--- The task ---
An exact copy is needed of the lines from the line holding "In this exercise you will spot each instance of the green" through the final line of the listing below, both included.

--- Exercise input ---
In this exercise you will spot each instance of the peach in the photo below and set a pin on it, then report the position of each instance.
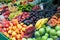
(14, 27)
(19, 26)
(14, 33)
(10, 32)
(13, 38)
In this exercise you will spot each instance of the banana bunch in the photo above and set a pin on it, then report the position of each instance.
(40, 22)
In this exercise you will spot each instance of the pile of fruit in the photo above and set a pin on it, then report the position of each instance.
(30, 20)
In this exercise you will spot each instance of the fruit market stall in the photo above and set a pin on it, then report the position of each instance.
(29, 20)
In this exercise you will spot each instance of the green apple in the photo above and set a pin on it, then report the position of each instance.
(48, 29)
(57, 28)
(44, 26)
(49, 39)
(34, 39)
(58, 33)
(55, 37)
(44, 38)
(37, 34)
(24, 39)
(39, 38)
(29, 39)
(52, 32)
(42, 31)
(46, 34)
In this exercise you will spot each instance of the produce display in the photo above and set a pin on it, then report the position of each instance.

--- Task solution ---
In this exercise you will spot each instance of the green apple in the photo above and set a pin on it, then report the position of each instance.
(48, 29)
(57, 28)
(44, 26)
(49, 39)
(34, 39)
(58, 33)
(55, 37)
(44, 38)
(37, 34)
(24, 39)
(39, 38)
(29, 39)
(52, 32)
(42, 31)
(46, 34)
In this exercise you will spot each instance of the produce display in the photo above and set a pin on it, then report the position of each instance.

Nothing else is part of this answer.